[Given exercise] Convert the records below, from the line containing "In this exercise you will mark the red" through the last line of the records (both included), into a JSON list of strings with one string per line and no blank lines.
-- START --
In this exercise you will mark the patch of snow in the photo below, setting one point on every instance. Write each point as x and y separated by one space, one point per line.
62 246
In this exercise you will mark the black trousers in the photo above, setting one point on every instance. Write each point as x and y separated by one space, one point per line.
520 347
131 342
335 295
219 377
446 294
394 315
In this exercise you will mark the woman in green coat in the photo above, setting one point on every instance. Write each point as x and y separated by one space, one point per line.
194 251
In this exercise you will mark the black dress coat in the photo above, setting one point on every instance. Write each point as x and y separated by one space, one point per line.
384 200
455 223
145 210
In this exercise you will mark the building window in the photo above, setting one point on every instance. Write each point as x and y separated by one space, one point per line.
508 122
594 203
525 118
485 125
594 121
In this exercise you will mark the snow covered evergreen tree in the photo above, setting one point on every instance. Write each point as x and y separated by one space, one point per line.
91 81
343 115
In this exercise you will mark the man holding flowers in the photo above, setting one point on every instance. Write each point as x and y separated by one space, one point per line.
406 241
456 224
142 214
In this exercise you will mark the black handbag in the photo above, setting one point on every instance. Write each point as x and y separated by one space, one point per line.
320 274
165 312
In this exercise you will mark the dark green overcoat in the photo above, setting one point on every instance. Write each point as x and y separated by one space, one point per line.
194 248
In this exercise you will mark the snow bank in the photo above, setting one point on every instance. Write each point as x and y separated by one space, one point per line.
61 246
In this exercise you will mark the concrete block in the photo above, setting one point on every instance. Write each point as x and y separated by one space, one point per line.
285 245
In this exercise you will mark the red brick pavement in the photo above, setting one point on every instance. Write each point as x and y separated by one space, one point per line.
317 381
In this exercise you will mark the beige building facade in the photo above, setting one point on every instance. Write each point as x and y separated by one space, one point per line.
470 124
-- END --
[Answer below]
[
  "In this exercise you will mark the red brick pavement in the photo above, setting one point on every instance. Write each point as x and y separated by one space, one point per line.",
  "317 381",
  "In this exercise you will mark the beige building facade in the photo above, setting one point on every instance. Write each point as x and y separated by one space, one point per line.",
  "470 124"
]